### EXERCISE BRIEF
Write out the entries below word for word, leaving out the pictures.

### DATASET ENTRIES

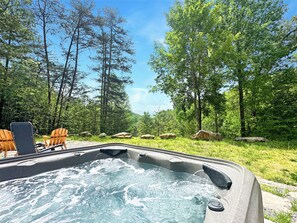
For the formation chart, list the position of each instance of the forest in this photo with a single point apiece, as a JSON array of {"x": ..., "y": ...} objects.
[{"x": 228, "y": 66}]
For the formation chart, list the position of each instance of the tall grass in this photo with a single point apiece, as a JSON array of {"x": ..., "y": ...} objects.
[{"x": 274, "y": 160}]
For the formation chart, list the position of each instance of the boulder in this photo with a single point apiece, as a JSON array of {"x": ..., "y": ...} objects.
[
  {"x": 122, "y": 135},
  {"x": 207, "y": 135},
  {"x": 168, "y": 136},
  {"x": 147, "y": 136},
  {"x": 251, "y": 139},
  {"x": 102, "y": 135},
  {"x": 85, "y": 134}
]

### FULL OUTPUT
For the formation chart, list the position of each instance of the forest in this photo with a single point apiece, as a JSON array of {"x": ..., "y": ...} objects.
[{"x": 228, "y": 66}]
For the formation chart, list the position of each instance of the tall grass in this photo with a single point apiece, as a JSON array of {"x": ..., "y": ...} objects.
[{"x": 274, "y": 160}]
For the formation chart, list the position of each instance of the boulder in this photo with a single point apiece, as a JSON array of {"x": ..., "y": ...} objects.
[
  {"x": 122, "y": 135},
  {"x": 207, "y": 135},
  {"x": 168, "y": 136},
  {"x": 147, "y": 136},
  {"x": 251, "y": 139},
  {"x": 102, "y": 135},
  {"x": 85, "y": 134}
]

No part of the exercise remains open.